• **What the exercise asks**: Can you rewrite the lines below as a JSON list of strings, one string per line with blank lines omitted, covering only the part that opens with the line containing "[spot] the hillside, one" and closes with the line containing "(1106, 532)", both included?

• **Task material**:
* begin *
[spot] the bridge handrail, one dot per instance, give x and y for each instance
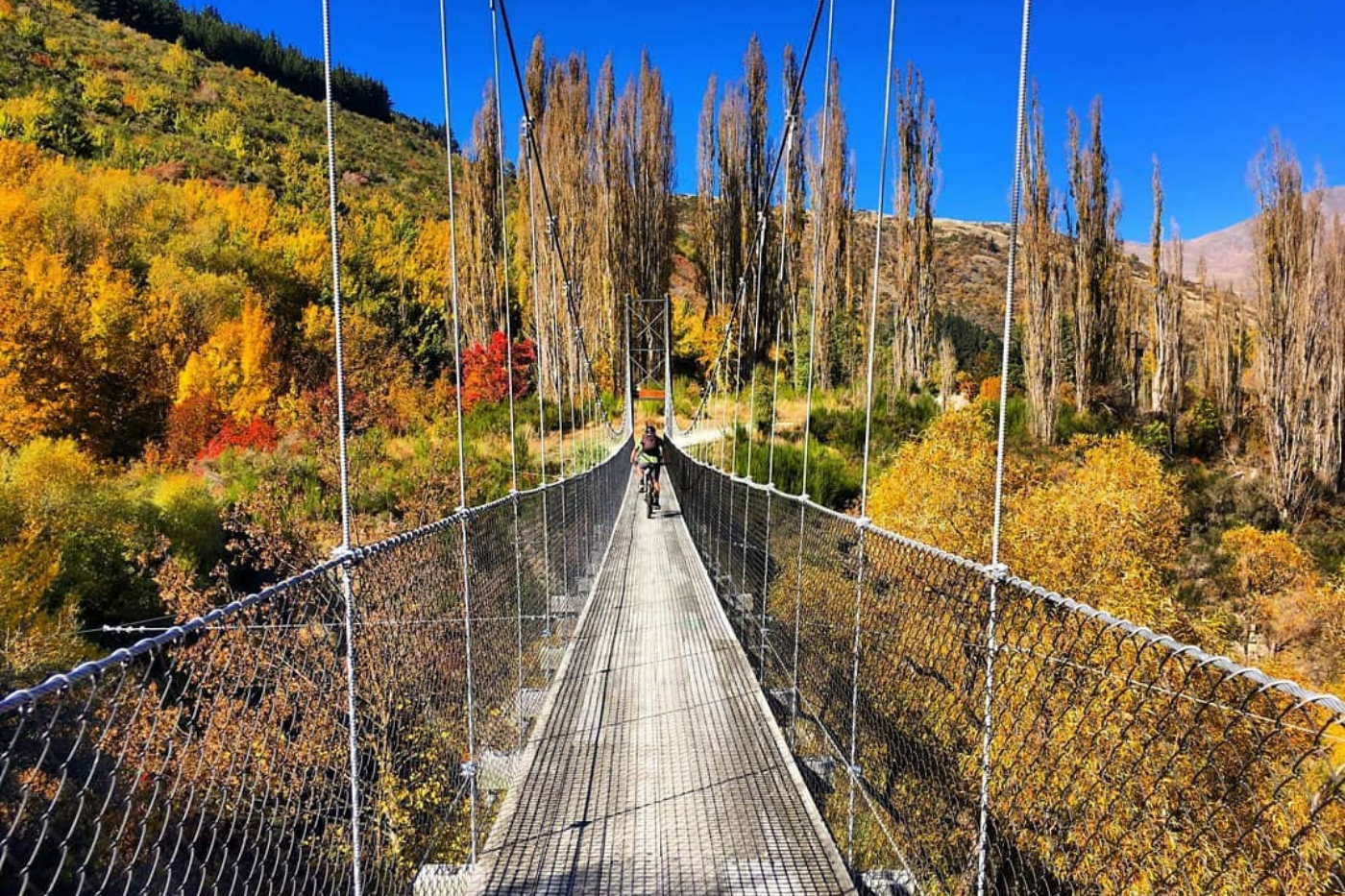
* end *
* begin *
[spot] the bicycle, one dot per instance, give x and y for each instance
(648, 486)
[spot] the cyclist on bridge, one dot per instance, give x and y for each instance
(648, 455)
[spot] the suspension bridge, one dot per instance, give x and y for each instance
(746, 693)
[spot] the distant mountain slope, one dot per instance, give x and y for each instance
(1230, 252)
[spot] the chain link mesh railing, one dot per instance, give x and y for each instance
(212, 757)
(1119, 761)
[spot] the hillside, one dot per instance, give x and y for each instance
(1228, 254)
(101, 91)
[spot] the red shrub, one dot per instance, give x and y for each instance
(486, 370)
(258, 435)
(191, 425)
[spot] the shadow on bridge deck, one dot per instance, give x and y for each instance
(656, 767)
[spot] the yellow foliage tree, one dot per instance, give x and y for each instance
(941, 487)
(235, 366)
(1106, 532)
* end *
• **Answer to the problem**:
[
  "[spot] the hillside, one dot per instance, give x and y for each instance",
  "(1228, 254)",
  "(101, 91)",
  "[spot] the red shrub, one dot per instance, give x and y for each instance",
  "(486, 370)",
  "(258, 435)",
  "(191, 425)",
  "[spot] the shadow on bridge deck, one dot per instance, give x and y for each instance",
  "(656, 767)",
  "[spot] the yellow foliage tree, one dot per instance, give x and y for each instance",
  "(941, 487)",
  "(235, 366)",
  "(1106, 532)"
]